PROBLEM: Rewrite every line of the records below, requests included, and lower each coordinate in the answer points by 88.

DATA LISTING:
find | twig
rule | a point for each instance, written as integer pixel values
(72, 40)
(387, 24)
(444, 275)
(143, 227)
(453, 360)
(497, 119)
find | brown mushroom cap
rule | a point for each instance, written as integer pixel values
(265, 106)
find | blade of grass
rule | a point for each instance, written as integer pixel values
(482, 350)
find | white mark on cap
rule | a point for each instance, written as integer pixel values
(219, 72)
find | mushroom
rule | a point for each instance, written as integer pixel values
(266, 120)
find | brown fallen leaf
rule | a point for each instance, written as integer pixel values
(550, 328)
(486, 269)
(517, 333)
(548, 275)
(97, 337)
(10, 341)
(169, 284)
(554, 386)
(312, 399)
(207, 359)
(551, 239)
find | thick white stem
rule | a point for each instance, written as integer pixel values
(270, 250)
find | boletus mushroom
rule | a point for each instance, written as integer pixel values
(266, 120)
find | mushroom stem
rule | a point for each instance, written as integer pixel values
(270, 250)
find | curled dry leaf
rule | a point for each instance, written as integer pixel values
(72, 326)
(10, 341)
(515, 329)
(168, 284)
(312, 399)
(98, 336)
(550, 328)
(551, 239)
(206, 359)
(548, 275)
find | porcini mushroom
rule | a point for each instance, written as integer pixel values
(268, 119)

EXERCISE ANSWER:
find | twig
rule | a point for each instance, written as integer pixel values
(-16, -48)
(299, -64)
(356, 187)
(55, 139)
(365, 272)
(409, 31)
find | brown mushroom cap
rule | a point for each instance, written as integer pixel values
(177, 18)
find | blade of grass
rule | a point for each instance, written as integer pixel values
(394, 262)
find | white mark on cap
rule | a point for each instance, written as integer pixel values
(131, -16)
find | mushroom
rule | a point for each instance, written as integer pixel values
(178, 32)
find | brown fallen leaf
rule | a point for each instance, written as integer pixel values
(462, 240)
(398, 181)
(429, 245)
(460, 187)
(9, 249)
(-78, 253)
(81, 196)
(466, 298)
(224, 311)
(119, 271)
(463, 151)
find | thick white stem
rule | a point for each instance, written as integer pixel values
(182, 162)
find | boletus mushroom
rule | a point for each instance, written as integer pixel values
(178, 32)
find | mushroom stem
rule | a point for each instance, written as integer pixel values
(182, 162)
find | curled dry leaf
rule | a point for each instance, written as integer pixel values
(-16, 238)
(-78, 253)
(427, 241)
(80, 196)
(224, 311)
(10, 248)
(462, 240)
(463, 151)
(118, 271)
(460, 187)
find | porcini mushroom
rule | a point for each instance, written as integer pixel values
(180, 31)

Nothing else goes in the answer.